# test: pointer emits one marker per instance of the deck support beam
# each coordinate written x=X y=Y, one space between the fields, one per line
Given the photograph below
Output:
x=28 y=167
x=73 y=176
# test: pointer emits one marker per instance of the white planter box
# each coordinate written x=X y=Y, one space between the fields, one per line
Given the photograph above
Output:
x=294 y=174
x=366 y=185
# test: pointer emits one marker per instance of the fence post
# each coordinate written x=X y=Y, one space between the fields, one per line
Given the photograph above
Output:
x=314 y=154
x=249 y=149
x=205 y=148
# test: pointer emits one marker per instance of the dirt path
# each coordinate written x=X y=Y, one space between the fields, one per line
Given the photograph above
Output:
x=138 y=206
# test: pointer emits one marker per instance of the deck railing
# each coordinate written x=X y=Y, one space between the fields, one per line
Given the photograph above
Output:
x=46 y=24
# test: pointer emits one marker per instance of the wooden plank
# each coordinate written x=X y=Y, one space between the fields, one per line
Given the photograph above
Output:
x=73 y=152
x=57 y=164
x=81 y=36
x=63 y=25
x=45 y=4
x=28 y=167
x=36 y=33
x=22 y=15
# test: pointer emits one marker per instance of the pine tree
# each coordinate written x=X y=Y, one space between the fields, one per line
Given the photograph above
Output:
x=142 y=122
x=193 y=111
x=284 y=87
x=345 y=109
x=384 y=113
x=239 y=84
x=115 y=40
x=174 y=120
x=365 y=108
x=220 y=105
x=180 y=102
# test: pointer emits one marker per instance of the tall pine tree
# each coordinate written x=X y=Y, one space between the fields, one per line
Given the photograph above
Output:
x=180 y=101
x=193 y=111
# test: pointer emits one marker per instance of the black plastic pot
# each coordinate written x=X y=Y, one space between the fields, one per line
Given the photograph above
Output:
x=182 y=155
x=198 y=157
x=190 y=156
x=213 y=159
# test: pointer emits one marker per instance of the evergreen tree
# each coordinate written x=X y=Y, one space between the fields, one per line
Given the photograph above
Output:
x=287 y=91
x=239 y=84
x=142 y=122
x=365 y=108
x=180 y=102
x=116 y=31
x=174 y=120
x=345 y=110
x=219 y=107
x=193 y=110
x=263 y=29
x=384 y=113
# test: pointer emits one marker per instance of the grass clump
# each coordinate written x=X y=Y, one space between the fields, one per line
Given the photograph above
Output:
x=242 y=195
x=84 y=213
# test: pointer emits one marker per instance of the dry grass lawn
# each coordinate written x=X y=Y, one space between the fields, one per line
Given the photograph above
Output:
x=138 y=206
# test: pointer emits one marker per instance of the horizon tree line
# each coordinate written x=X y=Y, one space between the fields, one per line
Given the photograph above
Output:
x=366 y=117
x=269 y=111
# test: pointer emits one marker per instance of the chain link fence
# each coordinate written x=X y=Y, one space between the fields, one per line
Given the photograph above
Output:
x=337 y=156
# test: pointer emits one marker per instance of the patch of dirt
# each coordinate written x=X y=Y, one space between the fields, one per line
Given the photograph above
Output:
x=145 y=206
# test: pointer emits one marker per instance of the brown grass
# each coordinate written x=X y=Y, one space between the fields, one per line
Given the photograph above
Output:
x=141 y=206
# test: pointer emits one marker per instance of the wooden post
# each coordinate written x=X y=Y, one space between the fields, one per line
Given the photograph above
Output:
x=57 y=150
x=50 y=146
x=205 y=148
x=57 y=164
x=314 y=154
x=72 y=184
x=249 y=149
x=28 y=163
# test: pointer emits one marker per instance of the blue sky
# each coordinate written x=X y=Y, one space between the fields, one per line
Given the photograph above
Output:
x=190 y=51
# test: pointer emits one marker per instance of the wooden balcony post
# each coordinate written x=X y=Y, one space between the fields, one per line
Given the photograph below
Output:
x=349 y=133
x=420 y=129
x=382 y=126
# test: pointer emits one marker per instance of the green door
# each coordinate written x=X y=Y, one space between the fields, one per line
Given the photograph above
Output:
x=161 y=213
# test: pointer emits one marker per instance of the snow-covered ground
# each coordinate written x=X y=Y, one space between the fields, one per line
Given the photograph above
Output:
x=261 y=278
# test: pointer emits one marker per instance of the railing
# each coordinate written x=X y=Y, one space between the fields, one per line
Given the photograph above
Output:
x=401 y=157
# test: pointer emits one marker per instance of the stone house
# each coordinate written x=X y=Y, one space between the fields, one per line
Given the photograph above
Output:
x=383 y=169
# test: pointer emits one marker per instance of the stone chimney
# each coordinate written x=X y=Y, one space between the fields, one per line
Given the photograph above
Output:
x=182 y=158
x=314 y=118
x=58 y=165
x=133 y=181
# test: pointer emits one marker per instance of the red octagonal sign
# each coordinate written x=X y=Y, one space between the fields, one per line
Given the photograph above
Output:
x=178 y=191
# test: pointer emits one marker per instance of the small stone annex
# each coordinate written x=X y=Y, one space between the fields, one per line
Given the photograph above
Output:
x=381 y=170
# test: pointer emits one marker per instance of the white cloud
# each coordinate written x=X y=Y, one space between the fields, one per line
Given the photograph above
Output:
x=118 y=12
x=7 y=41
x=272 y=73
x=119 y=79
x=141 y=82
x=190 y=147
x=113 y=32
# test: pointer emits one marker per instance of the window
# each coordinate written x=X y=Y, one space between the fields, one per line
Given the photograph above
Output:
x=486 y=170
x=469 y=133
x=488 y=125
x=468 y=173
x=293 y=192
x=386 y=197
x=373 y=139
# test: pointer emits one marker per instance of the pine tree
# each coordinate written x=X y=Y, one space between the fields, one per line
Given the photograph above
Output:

# # # #

**Required task**
Copy the lines above, starting at the one containing "wooden balcony post" and ending at the one containing "x=401 y=157", and swap "green door" for "red door" while keeping everything else the same.

**Exercise answer**
# test: pointer emits one marker per instance of the wooden balcony post
# each coordinate written x=X y=Y, one space between the fields, one per line
Given the photograph below
Output:
x=349 y=133
x=420 y=129
x=382 y=126
# test: pointer emits one marker per instance of the red door
# each coordinate written x=X y=Y, one space between the fields, one per line
Given the photograph above
Output:
x=161 y=213
# test: pointer emits one marker per instance of the snow-covered ground
# each coordinate written x=X y=Y, one space between the fields, one per line
Given the photograph above
Output:
x=261 y=278
# test: pointer emits one marker per instance of the railing
# each coordinate written x=X y=Y, one space between the fields, one per line
Given the photograph above
Output:
x=401 y=157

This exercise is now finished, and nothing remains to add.